┏━━
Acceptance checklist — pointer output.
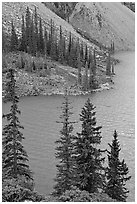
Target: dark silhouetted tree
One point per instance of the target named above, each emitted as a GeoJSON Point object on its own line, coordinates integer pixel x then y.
{"type": "Point", "coordinates": [64, 151]}
{"type": "Point", "coordinates": [90, 173]}
{"type": "Point", "coordinates": [28, 30]}
{"type": "Point", "coordinates": [108, 66]}
{"type": "Point", "coordinates": [116, 173]}
{"type": "Point", "coordinates": [14, 39]}
{"type": "Point", "coordinates": [14, 157]}
{"type": "Point", "coordinates": [23, 36]}
{"type": "Point", "coordinates": [41, 39]}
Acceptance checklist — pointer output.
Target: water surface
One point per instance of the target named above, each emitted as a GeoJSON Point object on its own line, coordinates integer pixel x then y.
{"type": "Point", "coordinates": [115, 109]}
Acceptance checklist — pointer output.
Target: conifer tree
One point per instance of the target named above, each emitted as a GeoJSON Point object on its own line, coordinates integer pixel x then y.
{"type": "Point", "coordinates": [89, 160]}
{"type": "Point", "coordinates": [79, 64]}
{"type": "Point", "coordinates": [64, 151]}
{"type": "Point", "coordinates": [45, 40]}
{"type": "Point", "coordinates": [69, 49]}
{"type": "Point", "coordinates": [117, 172]}
{"type": "Point", "coordinates": [23, 36]}
{"type": "Point", "coordinates": [52, 41]}
{"type": "Point", "coordinates": [113, 47]}
{"type": "Point", "coordinates": [14, 157]}
{"type": "Point", "coordinates": [94, 64]}
{"type": "Point", "coordinates": [4, 45]}
{"type": "Point", "coordinates": [14, 39]}
{"type": "Point", "coordinates": [86, 54]}
{"type": "Point", "coordinates": [85, 78]}
{"type": "Point", "coordinates": [28, 29]}
{"type": "Point", "coordinates": [82, 54]}
{"type": "Point", "coordinates": [36, 29]}
{"type": "Point", "coordinates": [108, 66]}
{"type": "Point", "coordinates": [33, 45]}
{"type": "Point", "coordinates": [113, 72]}
{"type": "Point", "coordinates": [64, 49]}
{"type": "Point", "coordinates": [41, 39]}
{"type": "Point", "coordinates": [60, 46]}
{"type": "Point", "coordinates": [91, 64]}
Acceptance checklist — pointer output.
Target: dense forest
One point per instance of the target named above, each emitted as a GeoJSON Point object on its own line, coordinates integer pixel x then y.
{"type": "Point", "coordinates": [81, 172]}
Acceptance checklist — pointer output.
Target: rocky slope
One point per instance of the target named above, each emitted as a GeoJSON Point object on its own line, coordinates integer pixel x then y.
{"type": "Point", "coordinates": [104, 21]}
{"type": "Point", "coordinates": [14, 10]}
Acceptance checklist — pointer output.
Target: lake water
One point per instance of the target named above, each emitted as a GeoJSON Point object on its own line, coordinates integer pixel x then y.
{"type": "Point", "coordinates": [115, 109]}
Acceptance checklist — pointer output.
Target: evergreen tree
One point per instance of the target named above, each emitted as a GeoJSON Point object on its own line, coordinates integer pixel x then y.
{"type": "Point", "coordinates": [41, 39]}
{"type": "Point", "coordinates": [94, 64]}
{"type": "Point", "coordinates": [60, 46]}
{"type": "Point", "coordinates": [45, 41]}
{"type": "Point", "coordinates": [36, 29]}
{"type": "Point", "coordinates": [91, 64]}
{"type": "Point", "coordinates": [82, 53]}
{"type": "Point", "coordinates": [86, 54]}
{"type": "Point", "coordinates": [108, 66]}
{"type": "Point", "coordinates": [113, 72]}
{"type": "Point", "coordinates": [117, 172]}
{"type": "Point", "coordinates": [64, 151]}
{"type": "Point", "coordinates": [23, 36]}
{"type": "Point", "coordinates": [33, 45]}
{"type": "Point", "coordinates": [14, 39]}
{"type": "Point", "coordinates": [85, 79]}
{"type": "Point", "coordinates": [69, 60]}
{"type": "Point", "coordinates": [113, 47]}
{"type": "Point", "coordinates": [79, 64]}
{"type": "Point", "coordinates": [90, 172]}
{"type": "Point", "coordinates": [52, 41]}
{"type": "Point", "coordinates": [14, 156]}
{"type": "Point", "coordinates": [28, 30]}
{"type": "Point", "coordinates": [4, 41]}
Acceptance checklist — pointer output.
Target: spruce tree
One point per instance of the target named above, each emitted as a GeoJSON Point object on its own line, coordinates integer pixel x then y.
{"type": "Point", "coordinates": [23, 36]}
{"type": "Point", "coordinates": [79, 64]}
{"type": "Point", "coordinates": [108, 66]}
{"type": "Point", "coordinates": [14, 39]}
{"type": "Point", "coordinates": [28, 29]}
{"type": "Point", "coordinates": [36, 29]}
{"type": "Point", "coordinates": [41, 39]}
{"type": "Point", "coordinates": [14, 157]}
{"type": "Point", "coordinates": [60, 46]}
{"type": "Point", "coordinates": [91, 64]}
{"type": "Point", "coordinates": [45, 40]}
{"type": "Point", "coordinates": [52, 41]}
{"type": "Point", "coordinates": [89, 161]}
{"type": "Point", "coordinates": [116, 172]}
{"type": "Point", "coordinates": [82, 53]}
{"type": "Point", "coordinates": [94, 63]}
{"type": "Point", "coordinates": [64, 151]}
{"type": "Point", "coordinates": [85, 79]}
{"type": "Point", "coordinates": [86, 54]}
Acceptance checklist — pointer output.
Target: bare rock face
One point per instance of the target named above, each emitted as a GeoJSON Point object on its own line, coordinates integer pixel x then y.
{"type": "Point", "coordinates": [106, 22]}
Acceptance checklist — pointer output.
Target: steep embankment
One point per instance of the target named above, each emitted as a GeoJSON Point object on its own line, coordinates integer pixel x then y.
{"type": "Point", "coordinates": [104, 21]}
{"type": "Point", "coordinates": [15, 10]}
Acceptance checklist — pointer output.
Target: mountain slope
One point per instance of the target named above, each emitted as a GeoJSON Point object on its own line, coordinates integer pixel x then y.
{"type": "Point", "coordinates": [104, 21]}
{"type": "Point", "coordinates": [14, 10]}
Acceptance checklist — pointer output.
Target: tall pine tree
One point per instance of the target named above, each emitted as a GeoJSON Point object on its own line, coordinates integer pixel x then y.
{"type": "Point", "coordinates": [14, 39]}
{"type": "Point", "coordinates": [64, 151]}
{"type": "Point", "coordinates": [28, 30]}
{"type": "Point", "coordinates": [116, 173]}
{"type": "Point", "coordinates": [89, 161]}
{"type": "Point", "coordinates": [14, 157]}
{"type": "Point", "coordinates": [108, 66]}
{"type": "Point", "coordinates": [23, 36]}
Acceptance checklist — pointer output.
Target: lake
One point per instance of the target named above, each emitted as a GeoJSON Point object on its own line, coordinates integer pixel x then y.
{"type": "Point", "coordinates": [115, 109]}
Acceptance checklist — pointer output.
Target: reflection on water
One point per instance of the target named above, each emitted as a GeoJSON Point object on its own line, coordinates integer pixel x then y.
{"type": "Point", "coordinates": [115, 109]}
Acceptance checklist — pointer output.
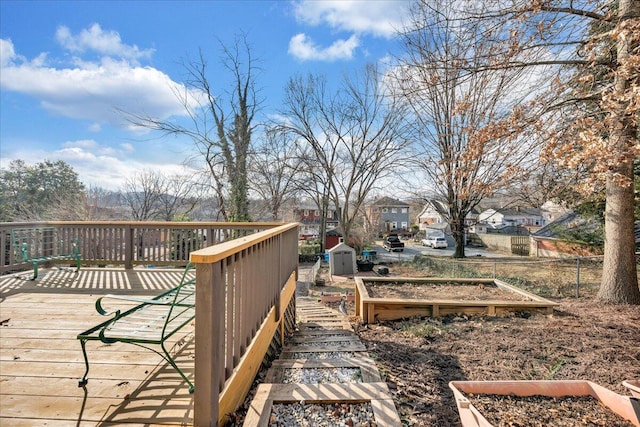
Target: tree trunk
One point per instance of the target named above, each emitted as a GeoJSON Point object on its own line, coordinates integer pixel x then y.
{"type": "Point", "coordinates": [619, 273]}
{"type": "Point", "coordinates": [457, 230]}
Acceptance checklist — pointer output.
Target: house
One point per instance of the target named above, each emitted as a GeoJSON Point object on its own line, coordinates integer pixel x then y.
{"type": "Point", "coordinates": [432, 213]}
{"type": "Point", "coordinates": [387, 214]}
{"type": "Point", "coordinates": [500, 218]}
{"type": "Point", "coordinates": [310, 219]}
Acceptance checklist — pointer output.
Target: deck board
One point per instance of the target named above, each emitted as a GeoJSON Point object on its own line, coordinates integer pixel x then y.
{"type": "Point", "coordinates": [41, 360]}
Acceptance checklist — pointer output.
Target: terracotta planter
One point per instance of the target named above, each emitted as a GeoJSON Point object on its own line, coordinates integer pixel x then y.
{"type": "Point", "coordinates": [633, 386]}
{"type": "Point", "coordinates": [471, 417]}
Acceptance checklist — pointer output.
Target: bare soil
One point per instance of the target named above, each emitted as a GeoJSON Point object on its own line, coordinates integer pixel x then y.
{"type": "Point", "coordinates": [581, 340]}
{"type": "Point", "coordinates": [456, 291]}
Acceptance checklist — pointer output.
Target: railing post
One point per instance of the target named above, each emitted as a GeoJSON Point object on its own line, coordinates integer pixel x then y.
{"type": "Point", "coordinates": [578, 277]}
{"type": "Point", "coordinates": [128, 247]}
{"type": "Point", "coordinates": [209, 338]}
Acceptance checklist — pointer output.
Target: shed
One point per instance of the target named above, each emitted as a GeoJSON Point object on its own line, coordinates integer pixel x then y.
{"type": "Point", "coordinates": [342, 260]}
{"type": "Point", "coordinates": [333, 238]}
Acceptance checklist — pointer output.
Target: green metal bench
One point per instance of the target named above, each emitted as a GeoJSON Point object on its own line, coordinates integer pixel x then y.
{"type": "Point", "coordinates": [149, 324]}
{"type": "Point", "coordinates": [43, 244]}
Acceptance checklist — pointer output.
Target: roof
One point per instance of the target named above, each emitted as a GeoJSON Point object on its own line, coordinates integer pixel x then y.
{"type": "Point", "coordinates": [388, 201]}
{"type": "Point", "coordinates": [517, 211]}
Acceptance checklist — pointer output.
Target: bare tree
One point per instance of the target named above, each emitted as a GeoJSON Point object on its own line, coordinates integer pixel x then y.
{"type": "Point", "coordinates": [469, 144]}
{"type": "Point", "coordinates": [221, 128]}
{"type": "Point", "coordinates": [353, 136]}
{"type": "Point", "coordinates": [179, 196]}
{"type": "Point", "coordinates": [141, 192]}
{"type": "Point", "coordinates": [273, 170]}
{"type": "Point", "coordinates": [592, 110]}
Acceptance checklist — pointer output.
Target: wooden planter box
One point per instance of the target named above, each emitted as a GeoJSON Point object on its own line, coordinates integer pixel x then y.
{"type": "Point", "coordinates": [370, 309]}
{"type": "Point", "coordinates": [471, 417]}
{"type": "Point", "coordinates": [633, 386]}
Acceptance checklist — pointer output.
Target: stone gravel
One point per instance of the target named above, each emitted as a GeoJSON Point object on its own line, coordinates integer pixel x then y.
{"type": "Point", "coordinates": [322, 414]}
{"type": "Point", "coordinates": [321, 375]}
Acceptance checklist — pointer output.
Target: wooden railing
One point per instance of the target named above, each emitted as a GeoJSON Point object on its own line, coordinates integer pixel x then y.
{"type": "Point", "coordinates": [244, 289]}
{"type": "Point", "coordinates": [132, 243]}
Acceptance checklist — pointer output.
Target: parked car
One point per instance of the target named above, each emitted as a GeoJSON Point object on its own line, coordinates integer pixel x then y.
{"type": "Point", "coordinates": [435, 242]}
{"type": "Point", "coordinates": [393, 244]}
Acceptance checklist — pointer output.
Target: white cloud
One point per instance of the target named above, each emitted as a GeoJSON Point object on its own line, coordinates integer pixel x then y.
{"type": "Point", "coordinates": [7, 52]}
{"type": "Point", "coordinates": [95, 39]}
{"type": "Point", "coordinates": [97, 164]}
{"type": "Point", "coordinates": [94, 91]}
{"type": "Point", "coordinates": [301, 47]}
{"type": "Point", "coordinates": [380, 18]}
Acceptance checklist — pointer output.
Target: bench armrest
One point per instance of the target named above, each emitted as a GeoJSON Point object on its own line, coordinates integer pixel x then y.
{"type": "Point", "coordinates": [102, 311]}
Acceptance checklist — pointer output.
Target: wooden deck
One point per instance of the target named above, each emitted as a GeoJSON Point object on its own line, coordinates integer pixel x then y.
{"type": "Point", "coordinates": [41, 359]}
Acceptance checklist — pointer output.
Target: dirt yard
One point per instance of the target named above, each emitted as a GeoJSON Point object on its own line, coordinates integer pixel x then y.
{"type": "Point", "coordinates": [580, 340]}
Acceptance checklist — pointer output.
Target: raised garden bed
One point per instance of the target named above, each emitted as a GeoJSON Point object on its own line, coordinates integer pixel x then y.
{"type": "Point", "coordinates": [634, 387]}
{"type": "Point", "coordinates": [524, 403]}
{"type": "Point", "coordinates": [396, 298]}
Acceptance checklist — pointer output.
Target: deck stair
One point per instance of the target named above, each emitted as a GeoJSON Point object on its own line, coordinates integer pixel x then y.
{"type": "Point", "coordinates": [323, 368]}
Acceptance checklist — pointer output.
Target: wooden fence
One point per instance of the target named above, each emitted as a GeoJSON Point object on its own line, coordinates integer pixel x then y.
{"type": "Point", "coordinates": [131, 243]}
{"type": "Point", "coordinates": [244, 288]}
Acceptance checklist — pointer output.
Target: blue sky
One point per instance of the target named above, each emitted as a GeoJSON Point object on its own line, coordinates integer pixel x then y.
{"type": "Point", "coordinates": [67, 67]}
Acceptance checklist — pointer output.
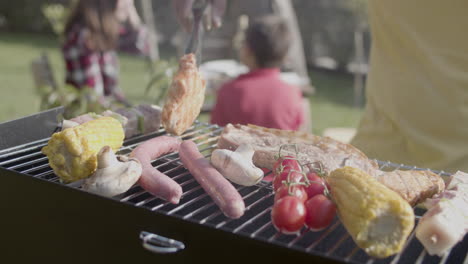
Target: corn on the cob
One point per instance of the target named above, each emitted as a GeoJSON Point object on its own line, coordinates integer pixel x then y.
{"type": "Point", "coordinates": [73, 152]}
{"type": "Point", "coordinates": [377, 218]}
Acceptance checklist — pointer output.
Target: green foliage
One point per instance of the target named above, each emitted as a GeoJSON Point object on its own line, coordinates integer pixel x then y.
{"type": "Point", "coordinates": [57, 15]}
{"type": "Point", "coordinates": [75, 101]}
{"type": "Point", "coordinates": [160, 78]}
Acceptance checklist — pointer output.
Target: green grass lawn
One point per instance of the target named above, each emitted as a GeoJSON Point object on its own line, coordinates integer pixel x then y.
{"type": "Point", "coordinates": [331, 106]}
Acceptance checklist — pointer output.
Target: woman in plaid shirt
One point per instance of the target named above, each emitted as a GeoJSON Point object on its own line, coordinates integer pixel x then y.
{"type": "Point", "coordinates": [91, 39]}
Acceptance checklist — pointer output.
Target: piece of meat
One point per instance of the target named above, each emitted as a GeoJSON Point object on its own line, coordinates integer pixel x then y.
{"type": "Point", "coordinates": [446, 221]}
{"type": "Point", "coordinates": [151, 179]}
{"type": "Point", "coordinates": [218, 188]}
{"type": "Point", "coordinates": [266, 143]}
{"type": "Point", "coordinates": [414, 186]}
{"type": "Point", "coordinates": [184, 98]}
{"type": "Point", "coordinates": [142, 119]}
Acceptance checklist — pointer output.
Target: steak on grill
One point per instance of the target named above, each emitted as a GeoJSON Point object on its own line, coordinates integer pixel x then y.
{"type": "Point", "coordinates": [310, 148]}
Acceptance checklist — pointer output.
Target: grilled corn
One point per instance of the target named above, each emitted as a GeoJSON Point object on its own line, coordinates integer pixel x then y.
{"type": "Point", "coordinates": [73, 152]}
{"type": "Point", "coordinates": [377, 218]}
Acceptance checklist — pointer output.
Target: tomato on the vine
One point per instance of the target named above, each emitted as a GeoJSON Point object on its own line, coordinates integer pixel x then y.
{"type": "Point", "coordinates": [288, 176]}
{"type": "Point", "coordinates": [295, 190]}
{"type": "Point", "coordinates": [286, 163]}
{"type": "Point", "coordinates": [320, 212]}
{"type": "Point", "coordinates": [288, 214]}
{"type": "Point", "coordinates": [316, 185]}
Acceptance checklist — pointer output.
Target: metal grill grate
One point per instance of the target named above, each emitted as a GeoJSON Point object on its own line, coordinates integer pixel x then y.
{"type": "Point", "coordinates": [196, 206]}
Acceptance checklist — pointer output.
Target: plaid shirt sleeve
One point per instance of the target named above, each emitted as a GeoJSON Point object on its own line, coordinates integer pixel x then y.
{"type": "Point", "coordinates": [85, 67]}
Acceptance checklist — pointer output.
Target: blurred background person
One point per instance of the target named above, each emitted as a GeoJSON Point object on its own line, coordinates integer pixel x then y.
{"type": "Point", "coordinates": [260, 97]}
{"type": "Point", "coordinates": [417, 88]}
{"type": "Point", "coordinates": [91, 40]}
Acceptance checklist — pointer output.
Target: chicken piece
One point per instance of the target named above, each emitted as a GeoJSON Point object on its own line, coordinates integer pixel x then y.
{"type": "Point", "coordinates": [414, 186]}
{"type": "Point", "coordinates": [72, 153]}
{"type": "Point", "coordinates": [446, 221]}
{"type": "Point", "coordinates": [185, 97]}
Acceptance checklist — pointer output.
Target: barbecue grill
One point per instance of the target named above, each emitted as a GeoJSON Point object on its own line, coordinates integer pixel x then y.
{"type": "Point", "coordinates": [44, 219]}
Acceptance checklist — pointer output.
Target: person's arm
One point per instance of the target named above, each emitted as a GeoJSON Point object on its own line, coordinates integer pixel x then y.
{"type": "Point", "coordinates": [213, 14]}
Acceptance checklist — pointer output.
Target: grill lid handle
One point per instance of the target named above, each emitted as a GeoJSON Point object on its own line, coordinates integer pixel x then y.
{"type": "Point", "coordinates": [159, 244]}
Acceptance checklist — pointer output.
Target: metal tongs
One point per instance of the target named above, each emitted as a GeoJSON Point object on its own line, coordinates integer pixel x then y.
{"type": "Point", "coordinates": [193, 46]}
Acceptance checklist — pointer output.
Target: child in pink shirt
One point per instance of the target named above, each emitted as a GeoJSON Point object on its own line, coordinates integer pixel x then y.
{"type": "Point", "coordinates": [260, 97]}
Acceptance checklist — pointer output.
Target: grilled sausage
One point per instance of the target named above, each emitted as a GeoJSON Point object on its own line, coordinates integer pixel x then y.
{"type": "Point", "coordinates": [151, 179]}
{"type": "Point", "coordinates": [221, 190]}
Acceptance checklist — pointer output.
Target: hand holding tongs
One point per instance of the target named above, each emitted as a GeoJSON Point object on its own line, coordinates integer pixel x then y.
{"type": "Point", "coordinates": [198, 9]}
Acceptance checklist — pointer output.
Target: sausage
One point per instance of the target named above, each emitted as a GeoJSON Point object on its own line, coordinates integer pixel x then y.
{"type": "Point", "coordinates": [151, 179]}
{"type": "Point", "coordinates": [218, 188]}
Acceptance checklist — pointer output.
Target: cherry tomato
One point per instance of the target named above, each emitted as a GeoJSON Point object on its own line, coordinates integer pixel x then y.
{"type": "Point", "coordinates": [316, 185]}
{"type": "Point", "coordinates": [288, 214]}
{"type": "Point", "coordinates": [289, 176]}
{"type": "Point", "coordinates": [286, 163]}
{"type": "Point", "coordinates": [296, 190]}
{"type": "Point", "coordinates": [320, 212]}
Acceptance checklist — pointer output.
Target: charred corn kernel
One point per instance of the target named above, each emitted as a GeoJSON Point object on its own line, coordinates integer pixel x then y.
{"type": "Point", "coordinates": [377, 218]}
{"type": "Point", "coordinates": [72, 152]}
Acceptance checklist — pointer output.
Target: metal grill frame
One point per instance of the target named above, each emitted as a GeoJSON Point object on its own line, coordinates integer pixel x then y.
{"type": "Point", "coordinates": [332, 244]}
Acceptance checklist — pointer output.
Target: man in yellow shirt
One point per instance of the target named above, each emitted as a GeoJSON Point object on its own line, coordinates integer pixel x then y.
{"type": "Point", "coordinates": [417, 88]}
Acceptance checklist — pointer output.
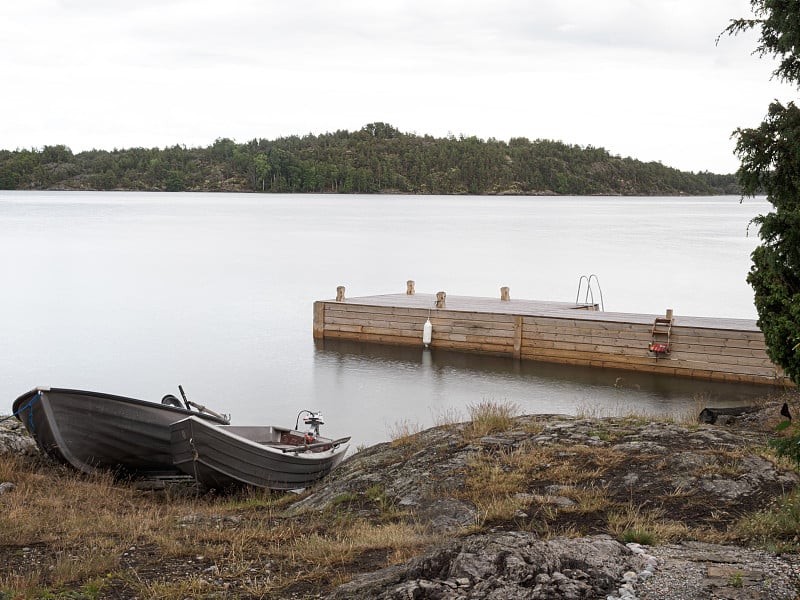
┗━━
- _STATED TASK_
Which lines of the records above contain the string "metal"? Show each of those lines in full.

- _EXERCISE RESPONSE_
Target: green metal bench
Target: metal grill grate
Target: metal tongs
Target: metal grill frame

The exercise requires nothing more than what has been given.